"""

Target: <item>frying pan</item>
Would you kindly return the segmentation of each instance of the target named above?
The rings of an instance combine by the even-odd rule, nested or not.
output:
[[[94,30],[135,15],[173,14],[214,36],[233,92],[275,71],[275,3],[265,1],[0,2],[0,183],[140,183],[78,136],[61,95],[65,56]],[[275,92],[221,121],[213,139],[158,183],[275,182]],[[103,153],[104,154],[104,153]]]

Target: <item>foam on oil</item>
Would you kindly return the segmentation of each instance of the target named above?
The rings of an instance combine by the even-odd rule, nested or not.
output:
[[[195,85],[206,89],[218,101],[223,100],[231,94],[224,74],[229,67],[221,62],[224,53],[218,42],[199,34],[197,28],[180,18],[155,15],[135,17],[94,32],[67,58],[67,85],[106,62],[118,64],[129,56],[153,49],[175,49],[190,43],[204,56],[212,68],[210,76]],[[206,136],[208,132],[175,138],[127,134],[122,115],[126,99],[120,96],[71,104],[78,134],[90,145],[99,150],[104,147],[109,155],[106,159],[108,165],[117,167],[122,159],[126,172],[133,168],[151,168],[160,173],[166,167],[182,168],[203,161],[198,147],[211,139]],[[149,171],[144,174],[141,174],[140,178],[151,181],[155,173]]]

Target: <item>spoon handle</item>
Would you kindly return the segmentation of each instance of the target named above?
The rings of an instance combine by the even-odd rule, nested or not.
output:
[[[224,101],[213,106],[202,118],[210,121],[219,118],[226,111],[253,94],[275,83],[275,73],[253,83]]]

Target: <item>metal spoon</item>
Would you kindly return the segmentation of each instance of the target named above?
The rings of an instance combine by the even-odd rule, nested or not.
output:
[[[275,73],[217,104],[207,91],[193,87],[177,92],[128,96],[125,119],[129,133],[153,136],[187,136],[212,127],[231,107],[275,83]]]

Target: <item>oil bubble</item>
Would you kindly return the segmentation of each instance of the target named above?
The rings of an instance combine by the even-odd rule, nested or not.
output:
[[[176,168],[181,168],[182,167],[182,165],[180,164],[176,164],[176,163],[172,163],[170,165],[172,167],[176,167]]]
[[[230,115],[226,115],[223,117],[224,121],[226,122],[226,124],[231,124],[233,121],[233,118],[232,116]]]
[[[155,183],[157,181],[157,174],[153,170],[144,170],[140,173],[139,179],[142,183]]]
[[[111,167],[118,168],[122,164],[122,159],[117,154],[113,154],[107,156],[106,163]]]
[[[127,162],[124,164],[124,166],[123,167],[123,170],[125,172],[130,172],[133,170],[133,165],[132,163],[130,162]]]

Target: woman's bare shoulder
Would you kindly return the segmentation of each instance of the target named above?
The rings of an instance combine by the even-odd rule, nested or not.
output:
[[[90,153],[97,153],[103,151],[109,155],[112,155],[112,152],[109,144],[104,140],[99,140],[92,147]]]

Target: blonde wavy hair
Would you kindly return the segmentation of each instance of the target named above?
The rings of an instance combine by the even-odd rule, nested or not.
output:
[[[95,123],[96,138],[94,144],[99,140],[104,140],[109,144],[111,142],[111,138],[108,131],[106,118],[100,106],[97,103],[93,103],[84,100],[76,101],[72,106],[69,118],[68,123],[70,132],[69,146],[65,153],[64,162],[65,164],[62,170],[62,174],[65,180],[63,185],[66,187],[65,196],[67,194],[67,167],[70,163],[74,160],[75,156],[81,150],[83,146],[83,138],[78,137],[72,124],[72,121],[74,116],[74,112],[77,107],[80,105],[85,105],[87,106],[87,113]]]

"""

**Instructions to follow**
Format everything from the line containing "Target: woman's bare shoulder" down to the last of the entries above as a numbered list, with blank lines left out.

**Solution**
1. Target: woman's bare shoulder
2. Would you kindly return the segmentation of each instance of the target named above?
3. The rings of an instance combine by the even-odd rule, nested or not.
4. output:
5. [[[90,153],[97,153],[103,151],[109,155],[112,155],[112,152],[109,144],[104,140],[99,140],[92,147]]]
6. Target: blonde wavy hair
7. Would you kindly return the segmentation of each instance of the target named above?
8. The rings of an instance combine by the even-odd rule, nested or not.
9. output:
10. [[[95,123],[96,138],[94,144],[99,140],[104,140],[109,144],[111,142],[111,138],[108,131],[106,118],[100,106],[97,103],[93,103],[84,100],[76,101],[72,106],[69,118],[68,123],[70,132],[69,146],[65,153],[64,162],[65,164],[62,170],[62,174],[65,180],[63,185],[66,187],[65,196],[67,194],[67,167],[70,163],[74,160],[75,156],[81,150],[83,146],[83,138],[78,137],[72,124],[72,121],[74,116],[74,112],[77,107],[80,105],[85,105],[87,106],[87,113]]]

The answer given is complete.